| Directions for this task |
Copy each line exactly.

Items listed in a dataset
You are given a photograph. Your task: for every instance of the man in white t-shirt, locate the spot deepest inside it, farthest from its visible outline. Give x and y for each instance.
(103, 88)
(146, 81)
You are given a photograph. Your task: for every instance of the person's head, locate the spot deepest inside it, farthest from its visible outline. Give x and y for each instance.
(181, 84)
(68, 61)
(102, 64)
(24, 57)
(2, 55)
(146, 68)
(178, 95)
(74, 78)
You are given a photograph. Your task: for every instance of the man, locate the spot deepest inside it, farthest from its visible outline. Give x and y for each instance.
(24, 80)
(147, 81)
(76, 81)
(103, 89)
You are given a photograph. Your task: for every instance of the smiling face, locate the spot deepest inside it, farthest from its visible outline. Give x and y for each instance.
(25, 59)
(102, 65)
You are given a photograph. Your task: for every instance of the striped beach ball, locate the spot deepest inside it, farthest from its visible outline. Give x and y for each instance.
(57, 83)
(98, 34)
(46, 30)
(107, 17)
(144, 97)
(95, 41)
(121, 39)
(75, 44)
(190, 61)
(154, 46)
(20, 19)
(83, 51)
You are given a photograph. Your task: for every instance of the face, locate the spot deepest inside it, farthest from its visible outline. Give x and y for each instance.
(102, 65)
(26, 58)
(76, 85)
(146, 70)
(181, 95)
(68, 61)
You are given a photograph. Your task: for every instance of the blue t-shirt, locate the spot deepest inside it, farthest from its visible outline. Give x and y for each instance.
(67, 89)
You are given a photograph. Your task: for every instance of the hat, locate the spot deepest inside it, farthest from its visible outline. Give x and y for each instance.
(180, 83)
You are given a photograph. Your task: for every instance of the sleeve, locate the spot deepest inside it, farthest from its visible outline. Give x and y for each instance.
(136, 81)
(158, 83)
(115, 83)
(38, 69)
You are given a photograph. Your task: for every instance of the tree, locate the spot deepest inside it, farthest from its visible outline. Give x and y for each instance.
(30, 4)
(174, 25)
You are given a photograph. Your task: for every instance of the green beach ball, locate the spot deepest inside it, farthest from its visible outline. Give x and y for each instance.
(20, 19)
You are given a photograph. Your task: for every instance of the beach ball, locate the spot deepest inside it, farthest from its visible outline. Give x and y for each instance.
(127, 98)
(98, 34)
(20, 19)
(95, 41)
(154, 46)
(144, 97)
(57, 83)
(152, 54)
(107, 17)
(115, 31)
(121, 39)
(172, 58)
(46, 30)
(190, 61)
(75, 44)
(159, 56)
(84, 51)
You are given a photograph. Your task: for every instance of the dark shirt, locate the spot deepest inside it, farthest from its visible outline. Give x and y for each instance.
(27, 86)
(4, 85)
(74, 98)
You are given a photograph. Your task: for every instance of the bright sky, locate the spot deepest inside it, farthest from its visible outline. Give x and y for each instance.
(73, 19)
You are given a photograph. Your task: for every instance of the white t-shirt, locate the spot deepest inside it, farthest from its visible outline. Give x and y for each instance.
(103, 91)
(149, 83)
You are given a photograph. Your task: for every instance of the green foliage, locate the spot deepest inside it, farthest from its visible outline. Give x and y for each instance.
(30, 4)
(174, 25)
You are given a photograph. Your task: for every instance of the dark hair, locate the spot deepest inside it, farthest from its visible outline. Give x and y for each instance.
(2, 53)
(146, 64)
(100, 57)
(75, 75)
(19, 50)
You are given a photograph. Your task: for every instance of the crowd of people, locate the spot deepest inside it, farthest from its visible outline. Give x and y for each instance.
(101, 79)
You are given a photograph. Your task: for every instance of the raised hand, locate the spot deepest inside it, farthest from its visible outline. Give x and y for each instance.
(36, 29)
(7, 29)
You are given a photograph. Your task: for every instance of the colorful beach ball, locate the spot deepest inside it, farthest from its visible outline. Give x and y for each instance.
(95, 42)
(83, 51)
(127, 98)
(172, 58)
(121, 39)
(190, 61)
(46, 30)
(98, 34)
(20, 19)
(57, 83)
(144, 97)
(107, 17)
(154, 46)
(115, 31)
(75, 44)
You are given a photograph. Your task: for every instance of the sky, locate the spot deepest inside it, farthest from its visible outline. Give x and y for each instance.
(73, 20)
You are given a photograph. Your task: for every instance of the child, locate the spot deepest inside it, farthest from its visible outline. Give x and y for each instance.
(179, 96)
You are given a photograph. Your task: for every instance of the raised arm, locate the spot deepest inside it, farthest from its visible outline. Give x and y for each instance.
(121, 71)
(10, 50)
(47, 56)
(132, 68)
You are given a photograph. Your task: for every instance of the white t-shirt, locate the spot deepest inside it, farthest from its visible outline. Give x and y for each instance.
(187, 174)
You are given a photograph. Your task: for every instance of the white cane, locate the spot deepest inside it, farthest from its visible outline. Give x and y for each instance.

| Answer in full |
You are given a photograph. Your task: for every instance of the man in white t-shirt, locate the spot deepest inside it, farthest from its visible outline. Give x and y for each instance.
(103, 88)
(146, 81)
You are given a photograph. Your task: for every instance of the person's head, locate the spot deepest inside it, farthest from its visible outline. Give x and y for each instance.
(181, 84)
(68, 61)
(102, 64)
(24, 57)
(2, 55)
(146, 68)
(178, 95)
(74, 78)
You are given a photograph. Your task: for every instance of the man, locate the spot deepest inside it, farthest from its visible outline. Give x and y for each instance.
(24, 80)
(147, 81)
(76, 81)
(103, 89)
You are given a photograph. Your task: for every instance of the smiling face, locate the spot deepest inside it, farthest from its visible outline. Give x and y for each instance.
(25, 59)
(102, 65)
You are given a photograph. Your task: for every instance of the striped beach ball, locate the spot deepest inside it, farthest from its visible outline. Give x and y for each instance.
(57, 83)
(98, 34)
(46, 30)
(107, 17)
(144, 97)
(95, 41)
(121, 39)
(75, 44)
(190, 61)
(154, 46)
(20, 19)
(83, 51)
You are given a photograph. Your task: for every instance of the face, locate the spot deepest inside it, farthest from its visible outline. Give x and y for each instance.
(102, 65)
(26, 58)
(76, 85)
(146, 70)
(181, 95)
(68, 61)
You are given a photograph. Your task: for every instance of the blue t-shirt, locate the spot deepest inside it, farthest from its visible outline. Give x and y for each instance.
(67, 89)
You are given a photograph. Your task: for every instance of the hat, locate the spot deepest inside it, farthest from its visible outline. Give x and y for each instance.
(180, 83)
You are given a photograph. Your task: for every instance of the sleeve, locate the spot deepest inside it, farthest from its visible outline. Give x and y for each instance.
(136, 81)
(158, 83)
(115, 83)
(38, 69)
You are given a photograph. Your task: for every instance of the tree, locate the spot deepest inside it, farthest from its visible outline. Give x and y for each instance.
(30, 4)
(174, 25)
You are given a photograph. Your task: for every instance of the green beach ball, locate the spot deepest inside it, farthest from its visible outline. Give x and y for each instance.
(20, 19)
You are given a photograph. Your task: for every instance of the beach ball, locate the spot deepest inside it, farthest from its visible outline. Give x and y for each instance.
(127, 98)
(98, 34)
(20, 19)
(95, 41)
(154, 46)
(144, 97)
(57, 83)
(152, 54)
(107, 17)
(115, 31)
(121, 39)
(172, 58)
(46, 30)
(190, 61)
(75, 44)
(159, 56)
(84, 51)
You are given a photograph. Your task: for every instance of the dark shirt, locate the spot deepest inside it, farthest from its visible outline. Give x and y for each instance.
(27, 86)
(4, 85)
(74, 98)
You are given a photograph. Your task: for every instance of the bright sky, locate the spot deepest inside it, farthest from its visible outline. Give x and y for each instance.
(73, 19)
You are given a photograph. Your task: for every instance of the white t-shirt, locate the spot deepest inside it, farthest from its visible outline. Give x and y for each instance.
(103, 91)
(149, 83)
You are given a photograph. Your task: for every instance of the green foliage, locate the spot deepest inside it, farthest from its visible outline. Give x and y for each instance.
(30, 4)
(174, 25)
You are given a photograph. Your task: for every instance of the dark hair, locate the spot deepest inside it, farthest from its visible outline. Give x and y for each instance.
(2, 53)
(146, 64)
(100, 57)
(75, 75)
(19, 50)
You are given a photograph. Your task: for every instance of the crowd of people, locate the spot deepest inside it, farthest from its visible outline. Give x and y for each instance.
(101, 79)
You are given a photograph. Your task: for every instance of the raised hand, locate the spot deepest inside it, farthest from its visible outline. Give x and y for each instance.
(36, 29)
(7, 29)
You are given a photograph. Your task: for every instance of the colorful beach ball, locate the spot deepest inside it, farthest from its visible outline. Give x and y for each instance.
(95, 42)
(83, 51)
(127, 98)
(172, 58)
(121, 39)
(190, 61)
(46, 30)
(98, 34)
(20, 19)
(57, 83)
(144, 97)
(107, 17)
(154, 46)
(115, 31)
(75, 44)
You are given a photograph. Your task: for every instance of the sky, locate the spot deepest inside it, farthest from its visible outline. Give x and y for each instance.
(73, 20)
You are given a photograph. Your task: for every instance of the child, locate the spot deepest inside it, farthest from its visible outline. Give x and y for each instance.
(179, 96)
You are given a photograph. Your task: for every instance of the raised arm, locate the spot deepest inside it, farthest from its visible outline. Give x and y for each instance.
(121, 71)
(10, 50)
(47, 56)
(132, 68)
You are given a photograph. Your task: for every instance of the white t-shirt, locate the spot deepest inside it, farthest from its visible outline. Give x and y for each instance.
(187, 174)
You are given a photograph. Your task: for every instance of the white cane, locate the spot deepest inside it, farthest from its visible outline. Give x and y for each instance.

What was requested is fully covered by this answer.